Edit the records below so that every "point at" becomes "mark", and leave all other lines unchanged.

───── DATA PROVIDED ─────

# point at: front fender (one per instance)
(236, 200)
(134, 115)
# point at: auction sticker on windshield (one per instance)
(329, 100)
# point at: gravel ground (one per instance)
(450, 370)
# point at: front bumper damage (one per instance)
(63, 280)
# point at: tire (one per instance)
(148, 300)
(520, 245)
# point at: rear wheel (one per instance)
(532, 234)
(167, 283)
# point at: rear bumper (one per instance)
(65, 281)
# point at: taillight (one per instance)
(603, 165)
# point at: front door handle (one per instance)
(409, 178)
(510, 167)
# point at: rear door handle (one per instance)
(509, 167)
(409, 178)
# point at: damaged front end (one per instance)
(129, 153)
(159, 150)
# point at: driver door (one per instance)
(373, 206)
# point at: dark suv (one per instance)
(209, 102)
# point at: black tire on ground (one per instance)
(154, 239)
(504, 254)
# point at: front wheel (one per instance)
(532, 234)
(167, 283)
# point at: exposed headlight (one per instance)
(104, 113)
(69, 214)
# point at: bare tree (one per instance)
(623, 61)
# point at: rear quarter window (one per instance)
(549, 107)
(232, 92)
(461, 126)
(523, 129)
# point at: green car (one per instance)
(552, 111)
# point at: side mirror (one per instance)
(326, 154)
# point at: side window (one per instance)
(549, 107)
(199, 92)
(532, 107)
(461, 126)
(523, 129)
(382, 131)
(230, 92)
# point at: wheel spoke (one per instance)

─────

WRITTEN RESPONSE –
# mark: front fender (one per instance)
(236, 200)
(134, 115)
# mark: auction sticker on windshield (one per instance)
(329, 100)
# mark: gravel ground (one per instance)
(450, 370)
# mark: front bumper damage (one per instance)
(63, 280)
# mark: tire (one per instance)
(148, 300)
(520, 245)
# mark: rear wheel (one per instance)
(532, 234)
(167, 283)
# mark: rear bumper (one per instance)
(65, 281)
# mark: taillight (one per instance)
(603, 165)
# mark: front door handle (one per instance)
(409, 178)
(510, 167)
# mark: rear door handle (one per instance)
(509, 167)
(409, 178)
# mark: damaged front end (one per instance)
(129, 153)
(159, 150)
# mark: driver door (one per instance)
(373, 206)
# mark: dark suv (one per instance)
(209, 102)
# mark: black tire on ground (one per instance)
(154, 239)
(504, 254)
# mark: front wheel (one per instance)
(532, 234)
(167, 283)
# mark: exposed headlight (one per instance)
(104, 113)
(69, 214)
# mark: bare tree (one per instance)
(623, 61)
# mark: rear quarter window (one per instance)
(549, 107)
(232, 92)
(461, 126)
(523, 129)
# mark: green car (one per instance)
(552, 111)
# mark: side mirror (one per instance)
(326, 154)
# mark: side window (one per instance)
(549, 107)
(199, 92)
(532, 107)
(461, 126)
(523, 129)
(382, 131)
(230, 92)
# mark: wheel spoke (one per instance)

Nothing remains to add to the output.